## Selected passage
********************
Let's talk about movies, shall we?




 Stage: The Culinary Internship - A documentary about people going through a very intense cooking internship at a famous restaurant in Spain. It's some very serious gastronomy. Like, where you aren't particularly sure that the food is actually food because it's so fancy. The idea was interesting but there wasn't much context about the restaurant and I'd have liked if they would have gotten more in-depth with the interns. 3/5 stars.

Shiva Baby - As a Milwaukee Film member one of the perks during film fest is that you get access to a "Super Secret Members Only Screening" (actual name). What's super fun about the screening is that it's only available for one day AND you don't know what it is until you literally start the movie. This movie is about a young Jewish woman who is about to graduate college and feeling aimless and uninspired. She goes to sit shiva for a distant family friend and runs into her sugar daddy...who is married...and has a baby.... This movie was tense and awkward and there were many times where we were yelling "JUST RUN OUT THE DOOR. JUST GO". A fun thing about the movie was that the soundtrack sounded like a horror movie soundtrack. If you closed your eyes and just listened to the music you would think that there was about to be a body to be found in a basement, not a girl stress eating bagels and avoiding weird looks across the living room of a near stranger. 3.5/5 stars.
********************
[Extracted rows]
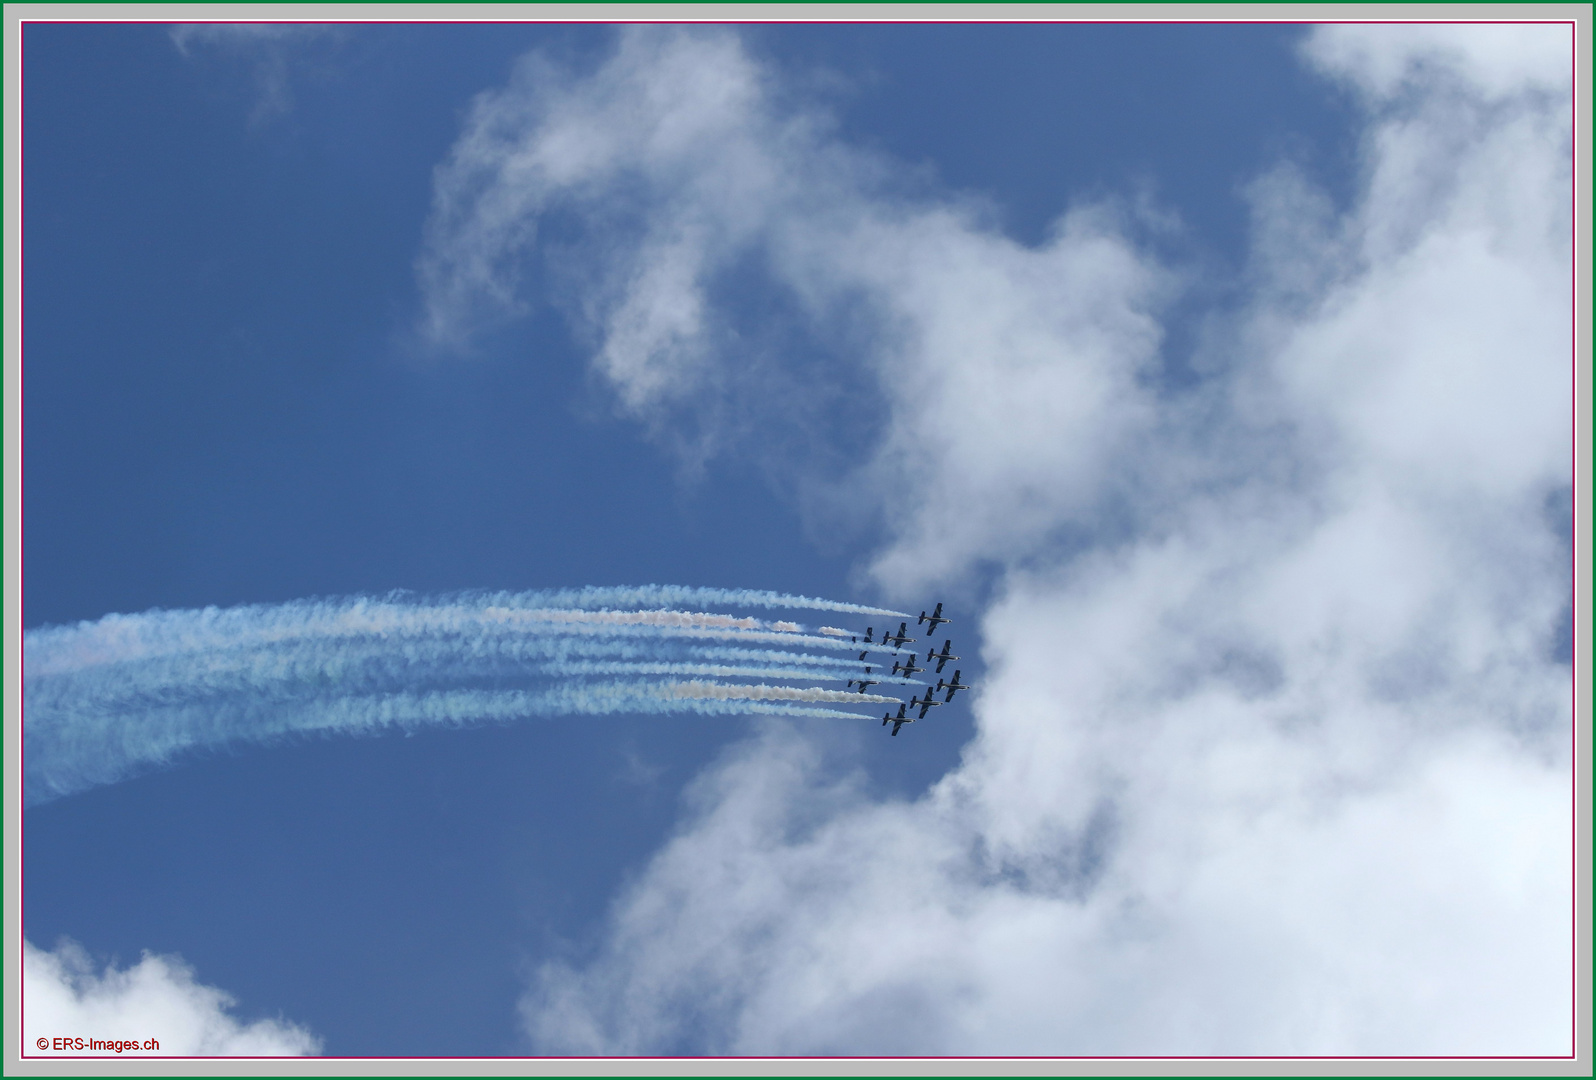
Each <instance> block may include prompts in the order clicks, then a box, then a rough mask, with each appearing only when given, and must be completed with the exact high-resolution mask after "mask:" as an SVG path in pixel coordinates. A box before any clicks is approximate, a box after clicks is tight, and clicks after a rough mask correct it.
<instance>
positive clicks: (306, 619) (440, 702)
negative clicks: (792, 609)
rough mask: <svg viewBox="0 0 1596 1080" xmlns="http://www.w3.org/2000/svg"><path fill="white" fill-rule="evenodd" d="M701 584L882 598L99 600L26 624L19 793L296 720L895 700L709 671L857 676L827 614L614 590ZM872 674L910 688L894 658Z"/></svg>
mask: <svg viewBox="0 0 1596 1080" xmlns="http://www.w3.org/2000/svg"><path fill="white" fill-rule="evenodd" d="M715 600H723V601H734V603H742V605H747V606H766V608H776V606H788V608H800V606H808V608H817V609H828V611H859V613H881V614H886V613H884V611H883V609H879V608H863V606H860V605H839V603H833V601H824V600H811V598H808V597H785V595H782V593H764V592H753V590H713V589H710V590H705V589H685V587H674V585H645V587H637V589H579V590H567V592H541V593H525V592H523V593H485V592H484V593H456V595H452V597H444V598H423V597H415V595H412V593H389V595H386V597H346V598H332V600H302V601H292V603H284V605H252V606H241V608H230V609H219V608H206V609H203V611H148V613H144V614H134V616H120V614H113V616H105V617H104V619H99V621H94V622H80V624H77V625H69V627H46V629H40V630H30V632H27V633H26V635H24V680H22V681H24V763H26V769H24V786H26V799H27V801H29V802H30V804H35V802H38V801H41V799H48V798H54V796H59V794H67V793H72V791H80V790H83V788H86V786H91V785H96V783H109V782H115V780H120V778H124V777H128V775H132V774H136V772H139V771H142V769H148V767H156V766H161V764H168V763H171V761H174V759H177V758H179V756H182V755H185V753H192V751H199V750H204V748H215V747H222V745H227V743H235V742H244V743H259V742H271V740H275V739H282V737H290V735H295V734H306V732H327V734H330V732H350V734H354V732H362V731H380V729H385V727H415V726H437V724H460V723H479V721H495V719H498V721H503V719H514V718H520V716H549V715H599V713H638V715H650V713H681V711H694V713H709V715H731V713H761V711H766V713H768V711H784V713H792V715H811V716H855V718H857V716H860V713H849V711H843V710H836V708H820V705H827V704H833V705H860V704H867V705H868V704H894V702H895V700H897V699H891V697H883V696H876V694H862V692H851V691H844V689H824V688H819V686H772V684H769V683H764V681H760V683H753V684H750V683H723V681H707V680H726V678H750V680H776V681H841V680H844V678H849V680H851V678H862V670H863V664H860V662H859V660H857V659H855V657H839V656H835V652H838V651H841V652H852V651H854V649H859V648H860V646H859V644H857V643H854V641H851V640H846V638H844V635H847V632H844V630H838V629H836V627H824V629H822V630H824V632H816V633H809V632H806V630H804V629H803V627H801V625H800V624H796V622H788V621H763V619H755V617H752V616H744V614H728V613H710V611H681V609H672V608H662V606H651V608H643V609H619V608H618V606H616V605H619V603H621V601H629V603H650V605H658V603H664V601H688V603H705V601H715ZM892 614H897V613H892ZM847 637H852V635H847ZM879 648H883V646H875V644H873V646H867V649H879ZM806 649H814V651H812V652H811V651H806ZM594 676H608V678H611V681H606V683H594V681H591V680H592V678H594ZM646 676H680V678H686V681H645V680H646ZM871 681H873V683H881V684H916V686H924V683H919V681H918V680H910V678H899V676H892V675H887V676H883V678H875V680H871Z"/></svg>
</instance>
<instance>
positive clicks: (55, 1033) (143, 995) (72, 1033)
mask: <svg viewBox="0 0 1596 1080" xmlns="http://www.w3.org/2000/svg"><path fill="white" fill-rule="evenodd" d="M22 999H24V1002H26V1011H24V1016H22V1035H24V1045H26V1046H27V1053H30V1054H41V1056H72V1058H80V1056H94V1058H101V1056H104V1058H117V1056H153V1054H160V1056H172V1054H177V1056H223V1058H275V1056H286V1054H316V1053H321V1040H319V1039H316V1037H314V1035H311V1034H310V1032H308V1031H305V1029H303V1027H300V1026H297V1024H290V1023H287V1021H282V1019H259V1021H255V1023H252V1024H246V1023H243V1021H239V1019H236V1018H235V1016H231V1015H230V1013H228V1010H230V1008H231V1007H233V1005H235V1000H233V997H231V995H228V994H227V992H223V991H219V989H217V987H214V986H204V984H201V983H198V981H195V973H193V970H190V968H188V967H187V965H185V964H184V962H182V960H180V959H179V957H174V956H155V954H152V952H145V954H144V959H140V960H139V962H137V964H134V965H132V967H129V968H126V970H117V968H115V967H107V968H105V972H104V973H101V975H96V972H94V967H93V964H91V962H89V957H88V954H85V952H83V949H81V948H80V946H77V944H73V943H70V941H65V943H62V944H61V946H59V948H57V949H56V951H54V952H45V951H43V949H38V948H35V946H34V944H32V943H30V941H24V943H22ZM56 1039H81V1040H83V1042H85V1043H88V1040H91V1039H93V1040H99V1042H110V1043H115V1042H118V1040H120V1042H123V1043H137V1050H131V1048H128V1050H123V1051H120V1053H118V1051H117V1050H101V1048H91V1046H88V1045H85V1046H83V1048H78V1046H77V1045H75V1043H72V1045H69V1046H65V1048H56V1045H54V1043H53V1042H51V1040H56ZM40 1040H46V1042H45V1043H43V1045H41V1043H40ZM147 1040H155V1043H156V1045H155V1046H150V1048H145V1046H147Z"/></svg>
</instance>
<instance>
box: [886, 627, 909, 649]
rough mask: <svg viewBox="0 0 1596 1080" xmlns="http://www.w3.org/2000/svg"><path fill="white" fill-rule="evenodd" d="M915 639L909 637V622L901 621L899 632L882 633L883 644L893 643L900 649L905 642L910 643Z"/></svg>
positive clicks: (892, 644) (901, 647)
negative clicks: (908, 631)
mask: <svg viewBox="0 0 1596 1080" xmlns="http://www.w3.org/2000/svg"><path fill="white" fill-rule="evenodd" d="M913 640H915V638H911V637H908V624H907V622H900V624H899V632H897V633H883V635H881V644H891V646H894V648H899V649H902V648H903V646H905V644H908V643H910V641H913Z"/></svg>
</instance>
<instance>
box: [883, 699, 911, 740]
mask: <svg viewBox="0 0 1596 1080" xmlns="http://www.w3.org/2000/svg"><path fill="white" fill-rule="evenodd" d="M907 708H908V705H905V704H902V702H899V715H897V716H894V715H892V713H886V715H884V716H883V718H881V726H883V727H886V726H887V724H889V723H891V724H892V734H894V735H895V734H897V729H899V727H902V726H903V724H913V723H915V718H913V716H905V715H903V710H907Z"/></svg>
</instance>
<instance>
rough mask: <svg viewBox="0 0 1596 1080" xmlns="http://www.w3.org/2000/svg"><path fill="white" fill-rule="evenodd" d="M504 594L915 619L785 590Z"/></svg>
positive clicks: (687, 588)
mask: <svg viewBox="0 0 1596 1080" xmlns="http://www.w3.org/2000/svg"><path fill="white" fill-rule="evenodd" d="M498 595H500V597H506V595H514V597H519V598H520V600H519V603H525V605H528V606H557V608H642V606H662V608H677V606H685V605H726V606H733V608H766V609H787V611H838V613H847V614H865V616H895V617H900V619H911V617H913V616H911V614H908V613H907V611H892V609H891V608H870V606H865V605H857V603H841V601H838V600H819V598H816V597H795V595H792V593H785V592H763V590H758V589H696V587H691V585H614V587H587V589H562V590H554V592H528V593H498Z"/></svg>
********************
## Explore the material
a. In the movie reviews, the sentence beginning "This movie is about a young Jewish woman" describes Shiva Baby's main character. List each trait or circumstance that sentence gives her.
b. Answer these questions from the movie reviews:
(i) In which country is the restaurant in Stage: The Culinary Internship?
(ii) How many stars does Shiva Baby receive?
(iii) What kind of movie does the Shiva Baby soundtrack sound like?
c. Extend the movie reviews with another entry that follows Shiva Baby and has the same format.
Nothing in the rows is needed here.

## Answers to the exercise
a.
- Young
- Jewish
- About to graduate college
- Feeling aimless
- Uninspired

b.
(i) Spain
(ii) 3.5/5 stars
(iii) A horror movie

c.
Shorts: The Best Damn Fu*#king Midnight Shorts Ever. Sh*t.  (Again, this is the actual name.) The midnight shorts selection is a legendary part of Milwaukee Film. It's a collection of the weirdest, scariest, freakiest, "did I actually take mushrooms and forget" short films that the fest has to offer. My favorites were: "The Motorist" - we see a man get welded into a car after refusing to leave it in a weird ancient ritual. "Diabla"" - a woman gets revenge on her rapist with the help other other women who have been in similar circumstances.  "Little Miss Fate" - a weird, animated short that talks about the literal hand of fate. Also talking genitals. It was weird but not in a completely unheartwarming way. "Regrets" has had me checking the corners of dark rooms before I go to bed since I've seen it. 3.8/5 stars.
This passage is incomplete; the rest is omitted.